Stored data

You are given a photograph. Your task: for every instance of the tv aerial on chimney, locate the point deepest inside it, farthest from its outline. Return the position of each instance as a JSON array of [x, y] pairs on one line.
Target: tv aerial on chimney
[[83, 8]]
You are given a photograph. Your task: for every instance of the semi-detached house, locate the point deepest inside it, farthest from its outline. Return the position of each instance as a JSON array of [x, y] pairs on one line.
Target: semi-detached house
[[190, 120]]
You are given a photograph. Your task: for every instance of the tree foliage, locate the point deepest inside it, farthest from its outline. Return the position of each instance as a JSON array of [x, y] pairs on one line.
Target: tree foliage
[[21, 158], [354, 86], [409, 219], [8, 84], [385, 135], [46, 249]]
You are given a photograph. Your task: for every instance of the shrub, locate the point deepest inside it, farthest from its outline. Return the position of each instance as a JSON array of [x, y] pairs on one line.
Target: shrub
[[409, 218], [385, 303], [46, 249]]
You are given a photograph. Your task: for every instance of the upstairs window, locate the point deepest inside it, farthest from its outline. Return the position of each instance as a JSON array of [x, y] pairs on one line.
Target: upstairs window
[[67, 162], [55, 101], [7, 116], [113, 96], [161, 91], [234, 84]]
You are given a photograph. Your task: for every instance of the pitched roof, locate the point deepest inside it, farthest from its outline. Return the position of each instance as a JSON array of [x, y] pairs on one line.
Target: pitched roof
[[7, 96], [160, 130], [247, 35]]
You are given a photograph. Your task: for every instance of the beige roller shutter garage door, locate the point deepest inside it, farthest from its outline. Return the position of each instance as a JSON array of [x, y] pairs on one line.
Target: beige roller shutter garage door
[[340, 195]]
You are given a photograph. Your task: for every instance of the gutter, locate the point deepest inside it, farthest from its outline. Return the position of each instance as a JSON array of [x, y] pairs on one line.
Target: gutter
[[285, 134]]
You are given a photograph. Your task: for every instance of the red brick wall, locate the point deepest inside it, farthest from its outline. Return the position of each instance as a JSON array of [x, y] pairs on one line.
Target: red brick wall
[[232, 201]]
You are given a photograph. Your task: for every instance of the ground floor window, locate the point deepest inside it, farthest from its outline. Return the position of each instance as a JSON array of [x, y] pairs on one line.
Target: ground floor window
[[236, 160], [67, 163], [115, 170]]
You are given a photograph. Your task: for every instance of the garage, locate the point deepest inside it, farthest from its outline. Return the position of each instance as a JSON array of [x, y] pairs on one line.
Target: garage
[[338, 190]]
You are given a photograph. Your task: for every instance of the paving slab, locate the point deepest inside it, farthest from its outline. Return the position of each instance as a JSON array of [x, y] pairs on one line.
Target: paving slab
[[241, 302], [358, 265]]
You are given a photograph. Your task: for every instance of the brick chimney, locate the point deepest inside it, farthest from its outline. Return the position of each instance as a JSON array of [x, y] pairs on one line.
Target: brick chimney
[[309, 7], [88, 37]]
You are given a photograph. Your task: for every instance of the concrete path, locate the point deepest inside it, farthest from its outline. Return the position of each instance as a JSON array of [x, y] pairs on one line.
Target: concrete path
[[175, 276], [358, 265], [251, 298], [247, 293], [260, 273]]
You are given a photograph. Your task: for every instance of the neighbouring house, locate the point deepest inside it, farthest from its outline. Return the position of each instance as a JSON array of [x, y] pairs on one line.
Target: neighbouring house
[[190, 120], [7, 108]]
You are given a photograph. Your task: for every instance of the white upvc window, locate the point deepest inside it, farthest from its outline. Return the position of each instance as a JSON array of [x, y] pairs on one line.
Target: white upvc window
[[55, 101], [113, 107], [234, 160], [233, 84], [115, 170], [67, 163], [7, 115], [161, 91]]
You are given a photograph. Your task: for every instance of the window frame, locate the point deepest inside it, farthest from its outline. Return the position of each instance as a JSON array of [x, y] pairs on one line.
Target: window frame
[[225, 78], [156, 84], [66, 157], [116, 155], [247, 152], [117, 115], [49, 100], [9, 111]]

• **Work to complete**: Your answer should be the lines above, from the line containing "Target: paving slab" up to and including the line containing "of the neighbouring", reproduced exactly and with nothing else.

• **Exercise result**:
Target: paving slab
[[241, 302], [358, 265]]
You are given a photograph. Your task: for every instance of the brick chimney, locate the point deepest inside it, farthest from its outline. Return the position of each instance as a JSON array of [x, y] pairs on one line.
Target: brick chimney
[[309, 7], [88, 37]]
You are given a photograph. Your task: for every instance of the concrete path, locate the point deepest inside it, farthest from its outline. Return the position of each instance as a JSON array of [x, y] pairs on one line.
Target: concrete path
[[175, 276], [358, 265], [251, 298], [247, 293], [260, 273]]
You are given a photograph. Your task: for every instance of the neighbouring house, locate the point deepest inside it, farthest from its outline. Return the position of each instance as a JSON array of [x, y] pairs on one line.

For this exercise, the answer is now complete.